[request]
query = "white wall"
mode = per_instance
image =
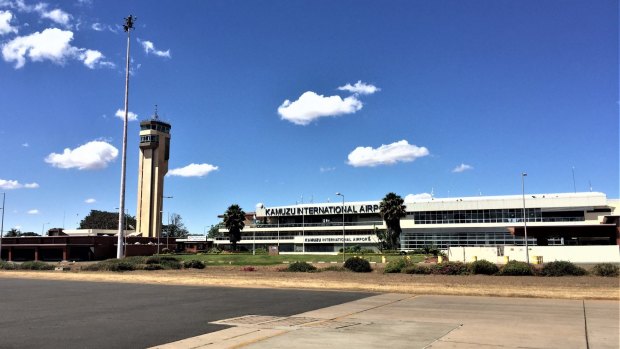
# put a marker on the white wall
(575, 254)
(470, 254)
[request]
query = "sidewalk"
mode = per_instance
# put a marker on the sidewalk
(438, 322)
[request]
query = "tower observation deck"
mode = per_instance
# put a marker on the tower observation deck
(153, 166)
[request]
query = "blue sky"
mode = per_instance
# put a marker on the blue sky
(282, 101)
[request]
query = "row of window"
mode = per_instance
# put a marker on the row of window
(411, 241)
(156, 127)
(149, 138)
(493, 216)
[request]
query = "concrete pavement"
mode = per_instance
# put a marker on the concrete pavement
(438, 322)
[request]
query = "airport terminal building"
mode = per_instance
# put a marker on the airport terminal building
(587, 218)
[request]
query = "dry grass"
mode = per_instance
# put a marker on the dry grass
(584, 287)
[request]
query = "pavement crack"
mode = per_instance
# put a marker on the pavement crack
(585, 323)
(375, 307)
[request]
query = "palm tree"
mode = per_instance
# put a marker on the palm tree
(234, 218)
(392, 209)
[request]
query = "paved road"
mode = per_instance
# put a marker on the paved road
(423, 322)
(65, 314)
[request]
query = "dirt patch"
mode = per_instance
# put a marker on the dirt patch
(584, 287)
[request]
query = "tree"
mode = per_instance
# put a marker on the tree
(234, 221)
(382, 237)
(175, 228)
(214, 231)
(13, 233)
(29, 233)
(392, 209)
(105, 220)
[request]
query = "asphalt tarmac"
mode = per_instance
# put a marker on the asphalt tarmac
(66, 314)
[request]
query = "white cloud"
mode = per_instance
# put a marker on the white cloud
(130, 115)
(149, 48)
(193, 170)
(51, 44)
(12, 184)
(93, 155)
(418, 197)
(311, 106)
(462, 168)
(360, 88)
(5, 23)
(388, 154)
(57, 15)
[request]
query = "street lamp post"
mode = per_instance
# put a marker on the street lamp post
(129, 21)
(2, 224)
(125, 233)
(168, 233)
(160, 221)
(160, 230)
(527, 252)
(343, 236)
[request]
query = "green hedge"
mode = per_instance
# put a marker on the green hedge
(482, 267)
(397, 265)
(36, 266)
(449, 268)
(300, 267)
(606, 269)
(417, 269)
(193, 264)
(562, 268)
(8, 265)
(516, 268)
(358, 265)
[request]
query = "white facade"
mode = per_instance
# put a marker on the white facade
(440, 222)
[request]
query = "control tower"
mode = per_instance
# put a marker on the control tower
(153, 166)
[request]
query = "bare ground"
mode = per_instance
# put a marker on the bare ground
(583, 287)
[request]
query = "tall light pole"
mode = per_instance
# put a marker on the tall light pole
(343, 237)
(160, 230)
(2, 224)
(121, 210)
(160, 219)
(527, 252)
(43, 227)
(125, 233)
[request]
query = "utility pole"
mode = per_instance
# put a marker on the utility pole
(121, 207)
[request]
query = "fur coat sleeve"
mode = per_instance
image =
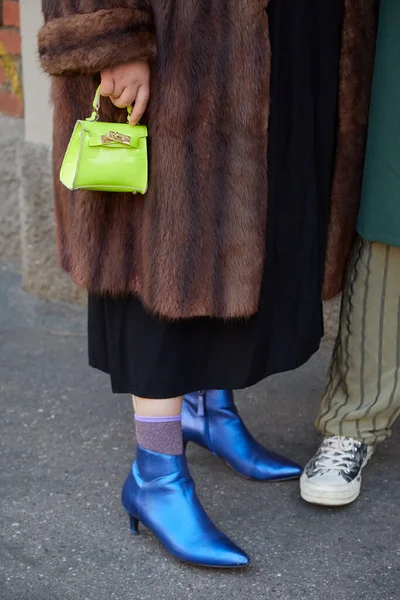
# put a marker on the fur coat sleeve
(87, 37)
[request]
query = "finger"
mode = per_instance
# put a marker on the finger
(119, 89)
(107, 84)
(126, 98)
(142, 99)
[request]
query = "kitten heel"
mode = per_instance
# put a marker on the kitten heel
(134, 525)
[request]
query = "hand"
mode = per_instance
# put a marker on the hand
(128, 84)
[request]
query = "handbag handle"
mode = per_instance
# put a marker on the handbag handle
(96, 106)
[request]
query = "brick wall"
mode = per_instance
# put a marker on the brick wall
(11, 96)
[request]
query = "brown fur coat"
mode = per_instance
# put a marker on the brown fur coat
(195, 244)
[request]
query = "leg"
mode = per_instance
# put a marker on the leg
(160, 492)
(362, 397)
(159, 424)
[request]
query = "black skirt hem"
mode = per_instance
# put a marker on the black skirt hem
(219, 382)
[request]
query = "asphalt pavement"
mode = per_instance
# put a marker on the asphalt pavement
(66, 445)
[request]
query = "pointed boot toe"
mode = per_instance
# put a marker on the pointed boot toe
(270, 466)
(160, 493)
(211, 419)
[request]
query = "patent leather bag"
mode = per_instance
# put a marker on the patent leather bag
(106, 157)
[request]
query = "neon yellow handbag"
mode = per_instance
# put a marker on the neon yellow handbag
(106, 157)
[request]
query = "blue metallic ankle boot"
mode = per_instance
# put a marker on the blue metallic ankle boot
(160, 493)
(211, 420)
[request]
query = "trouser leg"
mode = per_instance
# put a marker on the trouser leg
(362, 395)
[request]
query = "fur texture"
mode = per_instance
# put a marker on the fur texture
(357, 62)
(194, 246)
(88, 43)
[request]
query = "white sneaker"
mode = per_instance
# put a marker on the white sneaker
(333, 476)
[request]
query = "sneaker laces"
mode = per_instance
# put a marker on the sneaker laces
(337, 454)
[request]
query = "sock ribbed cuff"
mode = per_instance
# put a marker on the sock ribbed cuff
(158, 419)
(160, 434)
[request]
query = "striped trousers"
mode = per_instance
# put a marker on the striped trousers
(362, 395)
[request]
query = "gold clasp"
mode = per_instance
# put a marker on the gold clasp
(113, 137)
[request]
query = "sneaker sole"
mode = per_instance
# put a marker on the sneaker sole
(330, 497)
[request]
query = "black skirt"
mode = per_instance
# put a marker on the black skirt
(151, 358)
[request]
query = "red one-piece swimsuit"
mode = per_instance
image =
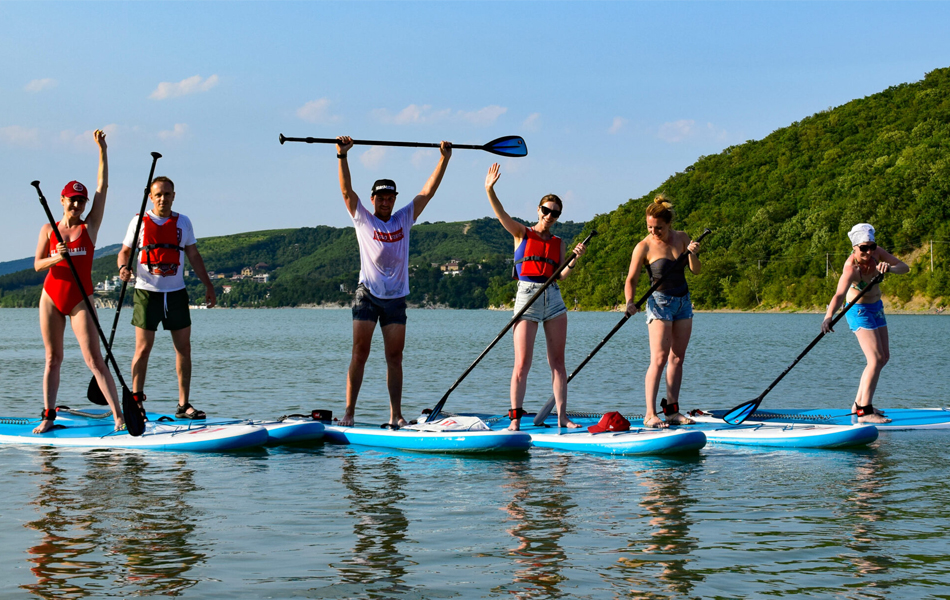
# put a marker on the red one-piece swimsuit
(60, 283)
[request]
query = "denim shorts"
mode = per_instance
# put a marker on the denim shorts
(866, 316)
(367, 307)
(661, 307)
(546, 307)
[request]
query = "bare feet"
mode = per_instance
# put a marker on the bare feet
(678, 419)
(44, 426)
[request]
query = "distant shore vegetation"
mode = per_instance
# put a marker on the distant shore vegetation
(779, 209)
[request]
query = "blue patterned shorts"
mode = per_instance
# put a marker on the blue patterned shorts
(866, 316)
(668, 308)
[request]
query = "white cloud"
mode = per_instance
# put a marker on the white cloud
(85, 142)
(373, 157)
(179, 131)
(38, 85)
(532, 123)
(25, 137)
(484, 116)
(617, 125)
(424, 114)
(684, 129)
(677, 131)
(317, 111)
(192, 85)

--

◆ **GIVEN REQUEST**: Copy the records word for word, leaving no picture in the copy.

◆ **TASK SOLUTION**:
[request]
query = "white wall"
mode = per_instance
image =
# put a marker on the white wall
(575, 254)
(470, 254)
[request]
query = "sidewalk"
mode = per_instance
# put a marker on the sidewalk
(438, 322)
[request]
query = "tower observation deck"
mode = per_instance
# put a marker on the tower observation deck
(153, 166)
[request]
query = "blue sky"
mode = per_instance
# put a marker on the blue sky
(282, 101)
[request]
query = "row of window"
mode = per_instance
# put a marker on the row of window
(411, 241)
(156, 127)
(149, 138)
(493, 216)
[request]
query = "concrete pavement"
mode = per_instance
# put a marker on the concrete pavement
(438, 322)
[request]
query = "airport terminal building"
mode = per_instance
# put a marker on the airport terminal building
(587, 218)
[request]
query = "dry grass"
mode = per_instance
# put a marker on the dry grass
(584, 287)
[request]
query = "pavement crack"
mode = per_instance
# put a marker on the pavement crack
(585, 323)
(375, 307)
[request]
query = "palm tree"
mode = per_instance
# put a marker on the palm tree
(234, 218)
(392, 209)
[request]
query = "paved road"
mode = per_instance
# put a marker on the paved road
(423, 322)
(65, 314)
[request]
query = "dirt patch"
mode = per_instance
# put a marker on the dirt patch
(584, 287)
[request]
query = "tree"
mode = per_instance
# put a marker on the tree
(234, 221)
(382, 237)
(175, 228)
(214, 231)
(13, 233)
(29, 233)
(392, 209)
(105, 220)
[request]
query = "asphalt tarmac"
mode = per_instance
# put a marker on the asphalt tarmac
(66, 314)
[request]
query = "white cloud"
mode = per_instance
# put a marker on the white cloud
(130, 115)
(149, 48)
(193, 170)
(51, 44)
(12, 184)
(93, 155)
(418, 197)
(311, 106)
(462, 168)
(360, 88)
(5, 23)
(388, 154)
(57, 15)
[request]
query = "street lamp post"
mode = per_instance
# put a marker on the street lamp post
(129, 21)
(2, 224)
(125, 233)
(168, 233)
(160, 221)
(160, 230)
(527, 252)
(343, 236)
[request]
query = "green hedge"
mode = per_instance
# put a marker on the green hedge
(482, 267)
(397, 265)
(36, 266)
(449, 268)
(300, 267)
(606, 269)
(417, 269)
(193, 264)
(562, 268)
(8, 265)
(516, 268)
(358, 265)
[request]
query = "white facade"
mode = per_instance
# put a marker on the white facade
(440, 222)
[request]
query = "control tower"
mode = per_instance
# put a marker on the control tower
(153, 166)
[request]
query = "bare ground"
mode = per_instance
# put a marker on the bare ground
(583, 287)
[request]
query = "tall light pole"
mode = per_instance
# put a marker on the tall light pole
(343, 237)
(160, 230)
(2, 224)
(121, 210)
(160, 219)
(527, 252)
(43, 227)
(125, 233)
[request]
query = "utility pole"
mode = per_instance
# put a marker on the utility pole
(121, 207)
[request]
query = "fur coat sleeve"
mode = per_instance
image =
# put a marker on the fur coat sleeve
(87, 37)
[request]
query = "finger"
mode = per_instance
# put a marker on the finger
(119, 89)
(107, 84)
(126, 98)
(142, 99)
[request]
query = "kitten heel"
mode = per_instance
# put a marker on the kitten heel
(134, 525)
[request]
query = "hand"
mode = per_instance
# put a marker on the hand
(128, 84)
[request]
query = "handbag handle"
mode = per_instance
# put a marker on the handbag handle
(96, 106)
[request]
query = "brick wall"
mode = per_instance
# put a marker on the brick wall
(11, 96)
[request]
query = "brown fur coat"
mode = per_instance
# put a marker on the brown fur coat
(195, 244)
[request]
query = "leg"
mode = per_instance
# put a marker on the leg
(160, 492)
(362, 397)
(159, 424)
[request]
query = "black skirt hem"
mode = per_instance
# put a marker on the black skirt hem
(219, 382)
[request]
query = "asphalt pavement"
mode = per_instance
# put a marker on the asphalt pavement
(66, 445)
[request]
query = "pointed boot toe"
mode = per_instance
# put a marker on the pointed boot toe
(270, 466)
(160, 493)
(211, 419)
[request]
query = "patent leather bag"
mode = per_instance
# put a marker on the patent leather bag
(106, 157)
[request]
query = "neon yellow handbag"
mode = per_instance
# put a marker on the neon yellow handbag
(106, 157)
[request]
query = "blue metallic ankle boot"
mode = per_instance
# put a marker on the blue metallic ankle boot
(160, 493)
(211, 420)
[request]
query = "trouser leg"
mode = per_instance
# put a marker on the trouser leg
(362, 395)
[request]
query = "fur texture"
mode = per_instance
# put a marker on the fur texture
(357, 62)
(194, 246)
(88, 43)
[request]
query = "white sneaker"
mode = per_instance
# put a marker on the white sneaker
(333, 476)
[request]
query = "sneaker laces"
mode = per_instance
# put a marker on the sneaker laces
(337, 454)
[request]
query = "sock ribbed cuff"
mode = per_instance
# put a marker on the sock ribbed cuff
(158, 419)
(160, 434)
[request]
query = "striped trousers"
mode = per_instance
# put a marker on the striped trousers
(362, 395)
[request]
query = "gold clasp"
mode = per_instance
# put a marker on the gold clasp
(113, 137)
[request]
query = "sneaker sole"
mode = per_instance
# put a marker on the sneaker sole
(330, 497)
[request]
query = "black skirt"
mode = per_instance
# put a marker on the black skirt
(151, 358)
[request]
query = "red one-piece swimsuit"
mode = per_instance
image =
# put a marker on the red one-piece swimsuit
(60, 283)
[request]
query = "denim shorts"
mode = per_instance
# put a marker on the denim shorts
(866, 316)
(367, 307)
(661, 307)
(546, 307)
[request]
query = "bare feet"
mode = per_instance
# put a marker on the bare feet
(678, 419)
(44, 426)
[request]
query = "distant shore vegetation"
mode = per_instance
# put a marker on the distant shore vegetation
(779, 209)
[request]
query = "blue patterned shorts"
mode = per_instance
# put a marker on the blue patterned shorts
(866, 316)
(668, 308)
[request]
query = "white cloud"
mode = per_instance
# put a marker on the white cloud
(85, 142)
(373, 157)
(179, 131)
(38, 85)
(532, 123)
(25, 137)
(484, 116)
(617, 125)
(424, 114)
(684, 129)
(677, 131)
(317, 111)
(192, 85)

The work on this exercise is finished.